* Exercises to complete *
- A) In the essay on questioning, why does the writer use the phrase "a sense of wonder" and put it in scare quotes? Answer in one to three sentences.
- B) Carry the essay on questioning forward from its final line.

In the beginning was the question...

And, according to Daniel Dennett, the question was something like: Forward, or back? Duck or pounce? Eat, or run? The mega-minds we now have – each of us carrying around in our skull a single example of the most astonishing thing yet discovered in the entire universe – are the outcome of the unimaginably vast evolutionary processes acting ceaselessly to advance the prospects of survival into the next minute/hour/day. The sophisticated questioning of which we are now (at least occasionally) capable – questioning embellished through imagination, scenarios, the scaffolding of giant shoulders – is simply the most highly evolved version of that elementary mechanism.

We are born with it. By the time we are six or seven or eight, and we have heard enough fairy stories and observed enough adults and formulated a rudimentary model of the world in which we find ourselves, it manifests itself as “a sense of wonder”.

I use this phrase, and put it in scare quotes, because it is the closest summation I can muster of the experiment I mentioned in last week’s blog, when I was wondering about the process that takes us from the child that wants to be an astronaut to the adult working as a middle-tier administrator. That experiment, conducted in the basement of Shoreditch Town Hall as part of NESTA’s FutureFest last year (see the aforementioned blog for full links, or here if you can’t be arsed) comprised an invitation to conference attendees to contemplate, firstly, the question:

When you were six or seven or eight,

what did you want to be when you grew up?

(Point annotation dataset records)
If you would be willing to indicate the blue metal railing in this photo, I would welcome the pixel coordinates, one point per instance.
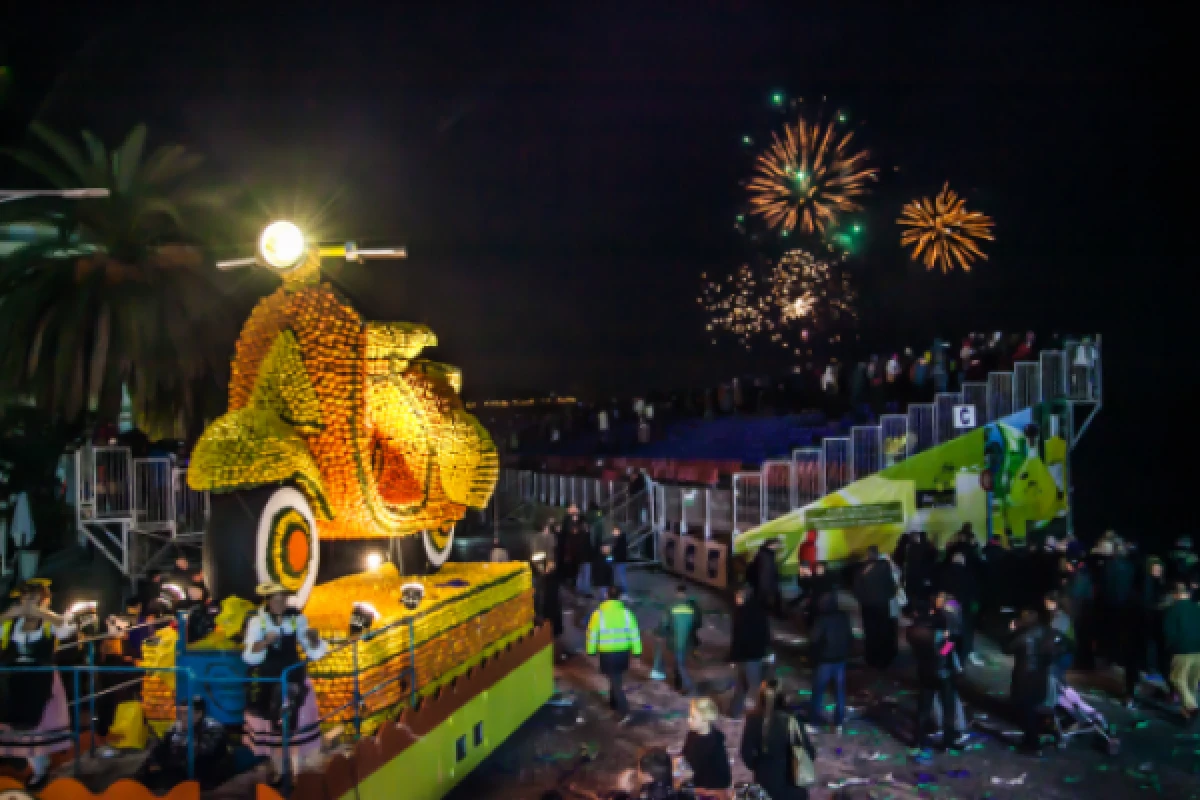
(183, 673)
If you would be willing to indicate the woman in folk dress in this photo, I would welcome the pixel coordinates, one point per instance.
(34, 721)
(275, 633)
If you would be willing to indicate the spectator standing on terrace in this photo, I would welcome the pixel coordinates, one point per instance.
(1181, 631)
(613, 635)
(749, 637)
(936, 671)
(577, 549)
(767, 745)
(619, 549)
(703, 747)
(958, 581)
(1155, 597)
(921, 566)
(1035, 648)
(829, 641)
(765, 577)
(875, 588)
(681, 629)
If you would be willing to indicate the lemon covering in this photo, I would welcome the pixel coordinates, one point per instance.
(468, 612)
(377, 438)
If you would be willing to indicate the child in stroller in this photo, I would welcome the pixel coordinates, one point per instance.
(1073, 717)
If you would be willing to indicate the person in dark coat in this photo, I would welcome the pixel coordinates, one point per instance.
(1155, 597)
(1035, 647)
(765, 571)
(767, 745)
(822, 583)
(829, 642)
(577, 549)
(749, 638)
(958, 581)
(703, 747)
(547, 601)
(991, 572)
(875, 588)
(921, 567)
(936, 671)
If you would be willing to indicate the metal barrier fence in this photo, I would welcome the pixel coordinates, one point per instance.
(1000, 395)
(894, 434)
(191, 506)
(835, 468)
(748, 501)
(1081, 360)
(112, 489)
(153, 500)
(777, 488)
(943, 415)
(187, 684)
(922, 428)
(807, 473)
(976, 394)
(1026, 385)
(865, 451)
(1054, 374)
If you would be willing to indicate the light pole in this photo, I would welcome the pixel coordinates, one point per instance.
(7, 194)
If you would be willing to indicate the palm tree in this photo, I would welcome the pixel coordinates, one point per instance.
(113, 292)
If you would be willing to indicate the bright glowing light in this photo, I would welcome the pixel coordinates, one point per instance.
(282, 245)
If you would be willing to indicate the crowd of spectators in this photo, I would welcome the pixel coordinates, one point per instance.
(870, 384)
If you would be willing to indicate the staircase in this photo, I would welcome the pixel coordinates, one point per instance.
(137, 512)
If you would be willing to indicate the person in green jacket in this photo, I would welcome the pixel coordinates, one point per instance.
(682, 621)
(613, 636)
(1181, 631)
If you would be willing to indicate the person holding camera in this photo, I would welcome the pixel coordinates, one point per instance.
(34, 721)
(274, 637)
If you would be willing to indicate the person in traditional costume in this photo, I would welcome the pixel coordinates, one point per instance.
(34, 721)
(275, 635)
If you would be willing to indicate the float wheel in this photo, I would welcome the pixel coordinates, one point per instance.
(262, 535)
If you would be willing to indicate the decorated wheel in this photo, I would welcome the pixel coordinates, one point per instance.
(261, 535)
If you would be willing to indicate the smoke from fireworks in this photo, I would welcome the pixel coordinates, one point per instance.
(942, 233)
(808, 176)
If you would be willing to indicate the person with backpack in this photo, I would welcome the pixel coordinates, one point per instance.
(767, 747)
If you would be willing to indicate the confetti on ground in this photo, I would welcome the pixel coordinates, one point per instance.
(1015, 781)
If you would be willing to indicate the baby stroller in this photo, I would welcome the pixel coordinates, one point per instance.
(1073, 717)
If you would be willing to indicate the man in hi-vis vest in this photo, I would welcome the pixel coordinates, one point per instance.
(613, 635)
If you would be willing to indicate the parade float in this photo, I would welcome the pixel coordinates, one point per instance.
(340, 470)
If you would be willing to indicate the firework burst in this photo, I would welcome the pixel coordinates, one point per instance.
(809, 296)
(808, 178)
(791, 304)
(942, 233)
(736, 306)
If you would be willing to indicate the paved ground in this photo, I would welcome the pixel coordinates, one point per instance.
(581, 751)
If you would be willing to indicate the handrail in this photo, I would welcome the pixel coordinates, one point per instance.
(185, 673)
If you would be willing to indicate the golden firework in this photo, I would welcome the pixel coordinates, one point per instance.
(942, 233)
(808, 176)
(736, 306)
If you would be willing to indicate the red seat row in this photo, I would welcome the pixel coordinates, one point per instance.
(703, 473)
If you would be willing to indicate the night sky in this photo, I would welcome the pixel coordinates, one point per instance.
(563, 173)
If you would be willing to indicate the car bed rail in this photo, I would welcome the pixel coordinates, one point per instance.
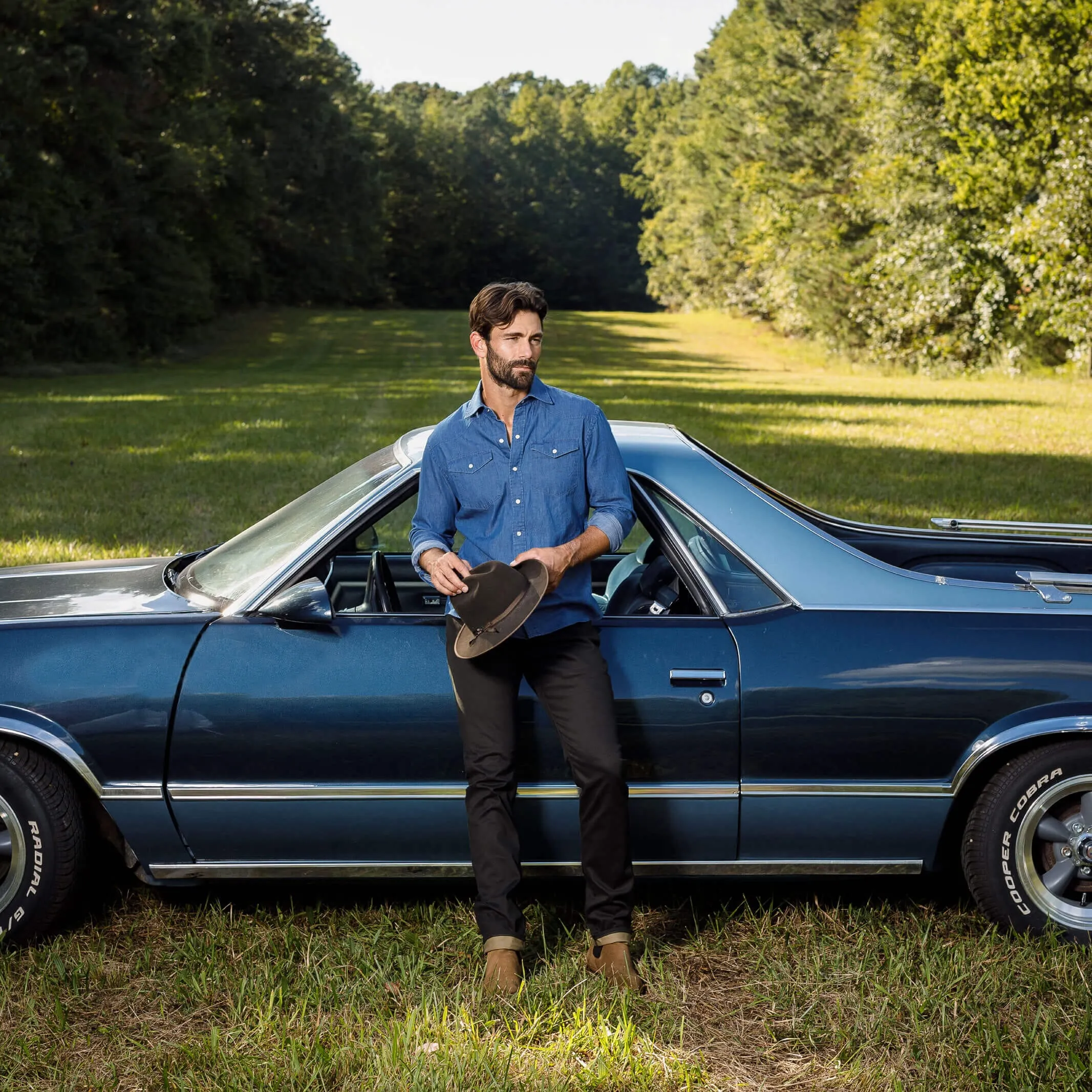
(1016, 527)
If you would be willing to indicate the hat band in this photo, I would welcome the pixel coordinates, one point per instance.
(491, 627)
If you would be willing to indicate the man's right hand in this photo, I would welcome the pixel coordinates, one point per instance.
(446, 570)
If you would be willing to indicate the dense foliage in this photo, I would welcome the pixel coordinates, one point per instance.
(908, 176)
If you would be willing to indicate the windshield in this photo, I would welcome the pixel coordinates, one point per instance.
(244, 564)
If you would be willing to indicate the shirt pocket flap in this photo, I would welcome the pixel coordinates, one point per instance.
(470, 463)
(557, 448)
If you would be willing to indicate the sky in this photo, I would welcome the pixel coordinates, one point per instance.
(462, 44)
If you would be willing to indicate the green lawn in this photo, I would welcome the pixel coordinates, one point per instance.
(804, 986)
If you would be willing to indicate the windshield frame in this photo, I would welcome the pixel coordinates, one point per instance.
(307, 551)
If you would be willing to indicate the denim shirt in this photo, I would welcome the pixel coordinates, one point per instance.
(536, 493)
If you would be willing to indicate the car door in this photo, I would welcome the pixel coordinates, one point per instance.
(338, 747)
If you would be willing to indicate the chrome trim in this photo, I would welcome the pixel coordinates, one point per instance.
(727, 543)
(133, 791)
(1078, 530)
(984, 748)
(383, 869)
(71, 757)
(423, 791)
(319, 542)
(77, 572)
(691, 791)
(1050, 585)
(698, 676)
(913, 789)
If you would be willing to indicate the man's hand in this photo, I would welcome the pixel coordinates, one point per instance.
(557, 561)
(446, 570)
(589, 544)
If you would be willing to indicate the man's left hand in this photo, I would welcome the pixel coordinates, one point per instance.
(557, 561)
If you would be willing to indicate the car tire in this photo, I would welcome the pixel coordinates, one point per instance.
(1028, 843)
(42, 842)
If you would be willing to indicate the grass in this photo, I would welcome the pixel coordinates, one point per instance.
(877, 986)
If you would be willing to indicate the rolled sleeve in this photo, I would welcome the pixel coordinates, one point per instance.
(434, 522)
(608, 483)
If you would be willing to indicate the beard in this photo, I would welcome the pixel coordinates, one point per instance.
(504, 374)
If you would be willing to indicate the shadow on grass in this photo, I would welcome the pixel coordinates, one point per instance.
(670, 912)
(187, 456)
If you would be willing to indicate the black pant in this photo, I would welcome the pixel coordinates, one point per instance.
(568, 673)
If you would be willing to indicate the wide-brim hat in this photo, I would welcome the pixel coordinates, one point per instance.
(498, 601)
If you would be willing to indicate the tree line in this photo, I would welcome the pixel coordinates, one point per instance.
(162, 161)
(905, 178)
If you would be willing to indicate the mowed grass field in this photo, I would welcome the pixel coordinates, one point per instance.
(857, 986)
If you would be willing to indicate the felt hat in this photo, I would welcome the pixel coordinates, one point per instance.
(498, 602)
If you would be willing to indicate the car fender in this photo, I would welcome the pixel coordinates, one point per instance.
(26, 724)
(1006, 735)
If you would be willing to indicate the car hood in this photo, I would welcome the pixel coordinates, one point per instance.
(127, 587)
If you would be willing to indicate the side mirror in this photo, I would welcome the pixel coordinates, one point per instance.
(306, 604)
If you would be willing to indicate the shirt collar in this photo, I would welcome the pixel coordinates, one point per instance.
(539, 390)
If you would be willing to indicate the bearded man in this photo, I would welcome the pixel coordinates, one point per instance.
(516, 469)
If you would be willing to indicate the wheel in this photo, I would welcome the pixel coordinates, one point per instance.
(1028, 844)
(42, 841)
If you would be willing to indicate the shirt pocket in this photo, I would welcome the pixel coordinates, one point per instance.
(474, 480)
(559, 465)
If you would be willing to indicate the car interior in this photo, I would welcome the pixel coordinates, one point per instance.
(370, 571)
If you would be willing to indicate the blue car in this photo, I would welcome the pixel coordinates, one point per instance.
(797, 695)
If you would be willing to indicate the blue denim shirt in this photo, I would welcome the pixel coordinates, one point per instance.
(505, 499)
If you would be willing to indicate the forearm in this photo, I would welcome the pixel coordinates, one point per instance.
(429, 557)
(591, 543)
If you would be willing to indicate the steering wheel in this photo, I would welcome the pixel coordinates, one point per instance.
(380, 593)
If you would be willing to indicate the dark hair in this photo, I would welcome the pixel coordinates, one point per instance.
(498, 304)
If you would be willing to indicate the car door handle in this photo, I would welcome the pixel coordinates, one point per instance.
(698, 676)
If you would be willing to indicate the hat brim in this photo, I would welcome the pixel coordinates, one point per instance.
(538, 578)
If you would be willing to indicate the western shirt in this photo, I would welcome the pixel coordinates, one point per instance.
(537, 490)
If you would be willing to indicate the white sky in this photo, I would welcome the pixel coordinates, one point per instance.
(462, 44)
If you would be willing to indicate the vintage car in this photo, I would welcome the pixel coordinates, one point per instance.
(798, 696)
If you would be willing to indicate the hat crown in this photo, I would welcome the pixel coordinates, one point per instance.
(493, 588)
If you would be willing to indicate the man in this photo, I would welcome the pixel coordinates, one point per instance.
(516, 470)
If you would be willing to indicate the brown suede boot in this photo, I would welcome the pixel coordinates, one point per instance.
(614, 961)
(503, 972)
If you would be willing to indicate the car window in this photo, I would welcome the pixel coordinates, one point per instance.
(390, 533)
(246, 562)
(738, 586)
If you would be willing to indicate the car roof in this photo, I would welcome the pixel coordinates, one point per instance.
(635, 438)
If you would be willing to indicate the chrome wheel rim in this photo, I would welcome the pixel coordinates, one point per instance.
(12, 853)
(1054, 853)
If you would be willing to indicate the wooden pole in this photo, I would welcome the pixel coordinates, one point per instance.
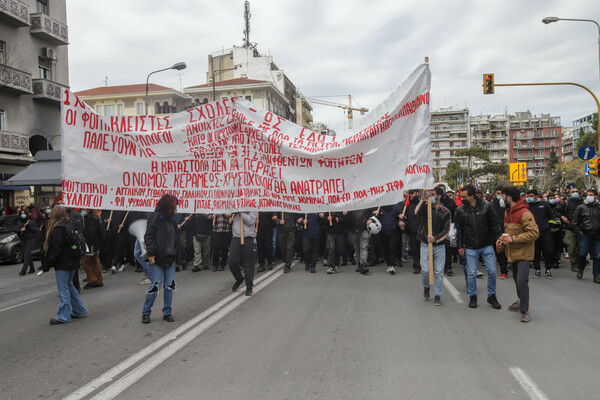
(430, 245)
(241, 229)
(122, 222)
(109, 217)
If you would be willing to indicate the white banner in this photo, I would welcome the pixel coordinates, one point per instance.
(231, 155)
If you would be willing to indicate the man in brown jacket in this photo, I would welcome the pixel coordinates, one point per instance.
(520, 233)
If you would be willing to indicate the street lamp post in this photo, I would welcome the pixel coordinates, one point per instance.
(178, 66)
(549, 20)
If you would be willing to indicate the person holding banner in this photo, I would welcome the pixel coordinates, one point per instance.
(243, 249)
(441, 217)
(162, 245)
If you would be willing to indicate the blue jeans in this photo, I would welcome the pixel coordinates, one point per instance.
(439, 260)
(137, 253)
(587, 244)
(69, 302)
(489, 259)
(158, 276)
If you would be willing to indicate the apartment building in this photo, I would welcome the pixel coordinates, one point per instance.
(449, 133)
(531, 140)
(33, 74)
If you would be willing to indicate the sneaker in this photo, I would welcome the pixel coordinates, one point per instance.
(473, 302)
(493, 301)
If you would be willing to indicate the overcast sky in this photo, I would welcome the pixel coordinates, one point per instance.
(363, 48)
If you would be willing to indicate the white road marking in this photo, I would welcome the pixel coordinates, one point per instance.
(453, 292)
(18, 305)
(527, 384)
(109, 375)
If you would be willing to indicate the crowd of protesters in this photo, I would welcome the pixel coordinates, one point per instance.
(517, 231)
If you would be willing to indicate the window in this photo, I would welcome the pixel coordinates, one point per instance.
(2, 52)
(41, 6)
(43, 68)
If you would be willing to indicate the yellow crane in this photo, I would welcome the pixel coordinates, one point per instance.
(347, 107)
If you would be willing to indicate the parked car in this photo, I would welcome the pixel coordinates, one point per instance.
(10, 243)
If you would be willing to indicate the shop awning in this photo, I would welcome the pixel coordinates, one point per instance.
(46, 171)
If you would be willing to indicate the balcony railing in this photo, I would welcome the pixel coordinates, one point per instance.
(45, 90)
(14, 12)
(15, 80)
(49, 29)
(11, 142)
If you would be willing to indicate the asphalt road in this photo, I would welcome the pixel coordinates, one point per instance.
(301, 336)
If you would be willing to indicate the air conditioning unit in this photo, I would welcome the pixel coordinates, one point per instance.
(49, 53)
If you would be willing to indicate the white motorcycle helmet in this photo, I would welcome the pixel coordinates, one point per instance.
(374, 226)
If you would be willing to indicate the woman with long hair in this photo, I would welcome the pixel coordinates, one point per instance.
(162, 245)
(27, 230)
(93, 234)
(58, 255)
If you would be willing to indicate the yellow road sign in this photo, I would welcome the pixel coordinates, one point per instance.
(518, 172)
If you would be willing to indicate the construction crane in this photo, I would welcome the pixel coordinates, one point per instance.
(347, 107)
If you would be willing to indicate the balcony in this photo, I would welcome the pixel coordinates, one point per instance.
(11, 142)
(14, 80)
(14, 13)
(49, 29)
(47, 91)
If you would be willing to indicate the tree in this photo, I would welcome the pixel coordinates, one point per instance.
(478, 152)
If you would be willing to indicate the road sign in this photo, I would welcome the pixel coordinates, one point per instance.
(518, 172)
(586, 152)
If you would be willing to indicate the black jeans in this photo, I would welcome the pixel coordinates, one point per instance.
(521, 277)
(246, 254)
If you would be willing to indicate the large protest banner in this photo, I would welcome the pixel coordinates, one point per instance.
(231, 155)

* Written answers *
- A) The writer uses the phrase and puts it in scare quotes because it is the closest summation the writer can muster of the experiment mentioned in the previous week's blog. That blog asked how we get from the child who wants to be an astronaut to the adult working as a middle-tier administrator.

- B)
Followed by the question:

What was it about being [an astronaut/ballerina/whatever] that made you want to be or do that?
In responding to the second question, our participants were asked not to answer the question immediately or directly, but to play with Lego and to find or build their answer with their fingers. It had the effect of sidestepping the logico-rational brain functions that normally try to answer such questions; and the method seemed to go deeper, faster, than any technique I have seen or used before.

Once the participant had made some progress with their Lego construction (there are photos via the links just mentioned) myself and colleagues chatted with them about what they had made, what they were thinking and feeling, and what it told us about the motivations that might once have been in play.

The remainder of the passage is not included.